Start of ENTRIES SHOWN

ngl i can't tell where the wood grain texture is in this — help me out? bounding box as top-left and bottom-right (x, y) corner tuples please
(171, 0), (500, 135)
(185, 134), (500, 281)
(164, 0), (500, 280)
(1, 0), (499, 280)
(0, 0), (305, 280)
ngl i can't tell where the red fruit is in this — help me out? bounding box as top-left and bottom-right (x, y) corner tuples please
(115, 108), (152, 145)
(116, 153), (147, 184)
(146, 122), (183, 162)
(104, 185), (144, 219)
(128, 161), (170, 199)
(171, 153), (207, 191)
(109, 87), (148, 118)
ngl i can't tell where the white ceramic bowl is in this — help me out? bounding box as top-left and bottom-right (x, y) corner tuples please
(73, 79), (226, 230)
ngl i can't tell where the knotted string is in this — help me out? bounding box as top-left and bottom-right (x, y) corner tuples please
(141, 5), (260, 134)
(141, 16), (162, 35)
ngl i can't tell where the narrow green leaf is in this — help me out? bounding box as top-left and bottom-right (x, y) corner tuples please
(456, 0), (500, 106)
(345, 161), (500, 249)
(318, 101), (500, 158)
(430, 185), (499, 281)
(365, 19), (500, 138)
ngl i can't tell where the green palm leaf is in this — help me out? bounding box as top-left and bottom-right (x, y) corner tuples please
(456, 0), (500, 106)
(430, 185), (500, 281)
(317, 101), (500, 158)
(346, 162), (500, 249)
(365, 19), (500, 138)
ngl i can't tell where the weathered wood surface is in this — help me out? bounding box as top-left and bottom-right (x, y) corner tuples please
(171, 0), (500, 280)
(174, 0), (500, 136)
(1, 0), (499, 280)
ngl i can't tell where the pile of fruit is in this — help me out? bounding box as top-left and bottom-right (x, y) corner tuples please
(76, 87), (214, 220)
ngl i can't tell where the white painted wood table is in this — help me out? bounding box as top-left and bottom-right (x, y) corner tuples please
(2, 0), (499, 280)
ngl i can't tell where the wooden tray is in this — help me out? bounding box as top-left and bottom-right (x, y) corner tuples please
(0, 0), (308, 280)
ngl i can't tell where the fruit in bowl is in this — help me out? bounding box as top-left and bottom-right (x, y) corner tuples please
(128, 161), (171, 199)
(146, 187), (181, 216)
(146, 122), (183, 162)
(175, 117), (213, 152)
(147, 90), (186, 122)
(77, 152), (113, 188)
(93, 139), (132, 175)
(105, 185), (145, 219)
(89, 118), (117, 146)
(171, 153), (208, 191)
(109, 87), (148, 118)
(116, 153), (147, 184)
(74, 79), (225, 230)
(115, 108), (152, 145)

End of ENTRIES SHOWN

▶ _INSTRUCTIONS FOR THE TASK_:
Print out all of the data above word for word.

▶ _SOLUTION BELOW_:
ngl i can't tell where the wood grain texture is in this — help me out? bounding box as top-left and bottom-right (x, y) corner tuples please
(171, 0), (500, 135)
(185, 134), (500, 281)
(164, 0), (500, 280)
(1, 0), (499, 280)
(0, 0), (305, 280)
ngl i can't tell where the red fruit is in this — help me out? bounding box as top-left and bottom-right (x, y) corner tuples please
(115, 108), (152, 145)
(116, 153), (147, 184)
(146, 122), (183, 162)
(104, 185), (144, 219)
(128, 161), (170, 199)
(171, 153), (207, 191)
(109, 87), (148, 118)
ngl i can't tell where the white ceramic bowl is in this — help me out? bounding box as top-left and bottom-right (x, y) corner tuples please
(73, 79), (226, 230)
ngl i can't tell where the knotted string is in this — help me out? bounding box as top-left and bottom-right (x, y) corner tuples please
(141, 5), (260, 134)
(141, 16), (162, 35)
ngl i can't tell where the narrow green leaf is in this — help me out? bounding box as top-left and bottom-right (x, y) corner tuples please
(456, 0), (500, 106)
(345, 161), (500, 249)
(318, 101), (500, 158)
(430, 185), (499, 281)
(365, 19), (500, 138)
ngl i can't tell where the green palm leaf is in this — help me out? bounding box as top-left and bottom-right (x, y) corner tuples please
(456, 0), (500, 106)
(430, 185), (500, 281)
(317, 101), (500, 158)
(346, 162), (500, 249)
(365, 19), (500, 138)
ngl i can't tell where the weathered wood surface is in this — help me out? bounding box as top-left and bottom-right (x, y) corner tuples please
(171, 0), (500, 280)
(174, 0), (500, 136)
(1, 0), (499, 280)
ngl i can't tell where the pile of fruit is in this — help me out? bounding box as top-left and bottom-right (x, y) corner tuples please
(76, 87), (214, 220)
ngl i can't tell where the white painted wood table is in this — help me out? bounding box as top-left and bottom-right (x, y) corner tuples please
(2, 0), (499, 280)
ngl i can't tell where the wooden tray is in this — help me out? bounding box as top-left and bottom-right (x, y) corner tuples please
(0, 0), (308, 280)
ngl i can't tell where the fruit in bowl is in this — help me out? bounding box as top-left and bottom-right (x, y) corner tuples please
(128, 161), (171, 199)
(146, 187), (181, 216)
(146, 122), (183, 162)
(175, 117), (213, 152)
(147, 90), (186, 122)
(77, 152), (113, 188)
(93, 139), (132, 175)
(105, 185), (145, 219)
(89, 118), (117, 146)
(171, 153), (208, 191)
(109, 87), (148, 118)
(116, 153), (147, 184)
(74, 79), (225, 230)
(115, 108), (152, 145)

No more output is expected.